_TEXT SHOWN_:

--*--

Hold Reservoir Minerals After Takeout: Adrian Day

On Sunday, Reservoir Minerals announced it has agreed to be acquired by Nevsun Resources. Adrian Day shares his initial thoughts on the deal.

Reservoir Minerals Inc. (RMC:TSX.V, 6.96) announced it has agreed to be acquired by Nevsun Resources Ltd. (NSU:TSX; NSU:NYSE.MKT), which operates the high-grade copper-zinc Bisha mine in Eritrea. Nevsun has a cash balance of US$438 million. Under the terms of the deal, Reservoir shareholders will get two Nevsun shares for each Reservoir share. At Friday’s closing price, this amounts to CA$9.40 in Nevsun shares per Reservoir share, a healthy premium.

Nevsun will also subscribe for a private placement and lend Reservoir funds to exercise its “right of first offer” to match the offer Lundin Mining Corp. (LUN:TSX) made in early March for all of Freeport-McMoRan Copper & Gold Inc.’s (FCX:NYSE) interest in the upper zone and part of its interest in the lower zone. The new combined Nevsun-Reservoir company will then own 100% of the upper zone, while it could be diluted by Freeport down a minimum of 46% of the lower zone.

--*--

_DATA EXTRACT_:
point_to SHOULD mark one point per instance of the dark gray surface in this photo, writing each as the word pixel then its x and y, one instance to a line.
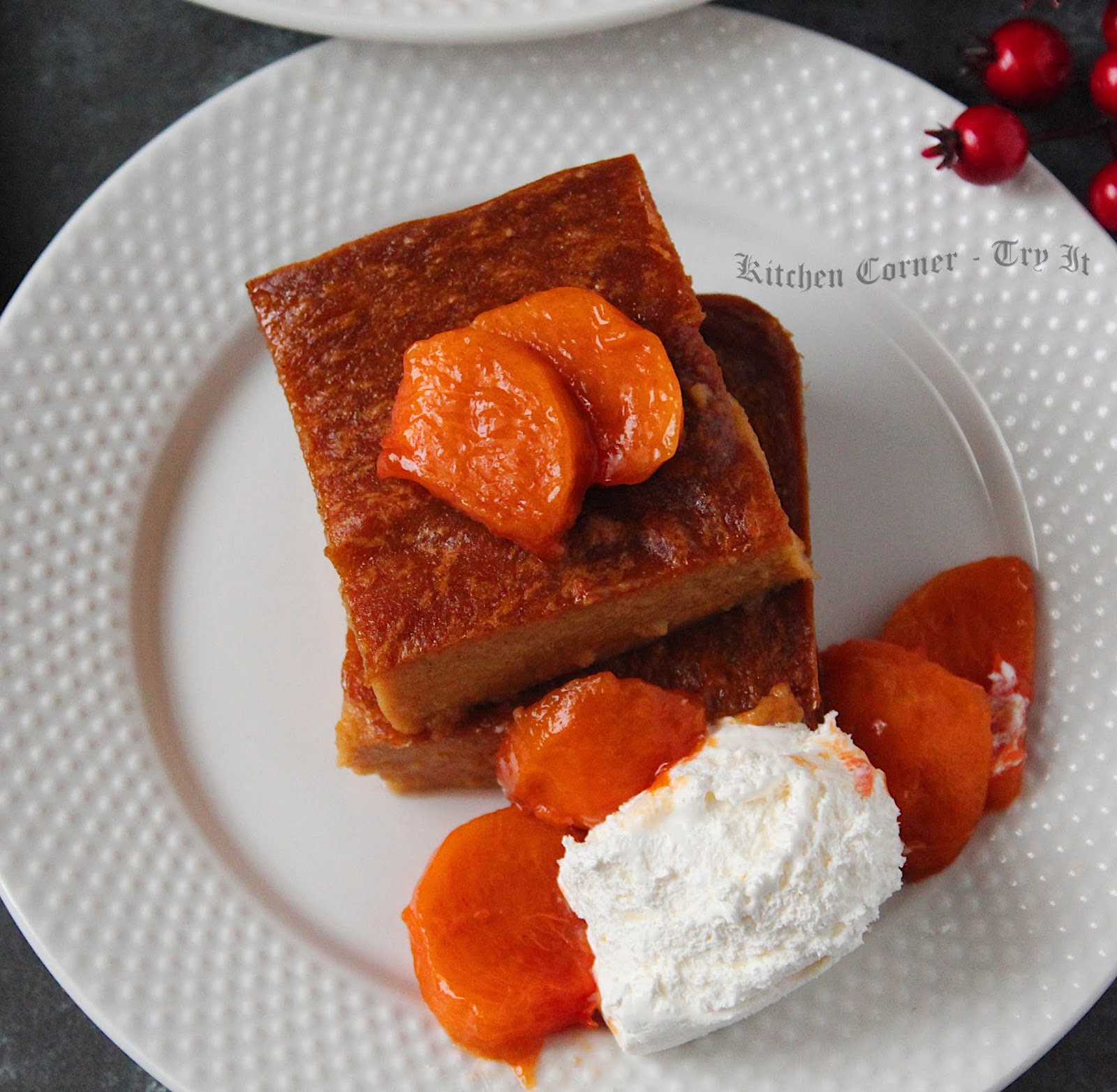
pixel 85 84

--*--

_STATED GOAL_:
Reproduce the passage of the Reservoir Minerals text between "On Sunday, Reservoir" and "a healthy premium.", inclusive, word for word. Answer using only the text about the Reservoir Minerals deal.

_SOLUTION TO THIS TASK_:
On Sunday, Reservoir Minerals announced it has agreed to be acquired by Nevsun Resources. Adrian Day shares his initial thoughts on the deal.

Reservoir Minerals Inc. (RMC:TSX.V, 6.96) announced it has agreed to be acquired by Nevsun Resources Ltd. (NSU:TSX; NSU:NYSE.MKT), which operates the high-grade copper-zinc Bisha mine in Eritrea. Nevsun has a cash balance of US$438 million. Under the terms of the deal, Reservoir shareholders will get two Nevsun shares for each Reservoir share. At Friday’s closing price, this amounts to CA$9.40 in Nevsun shares per Reservoir share, a healthy premium.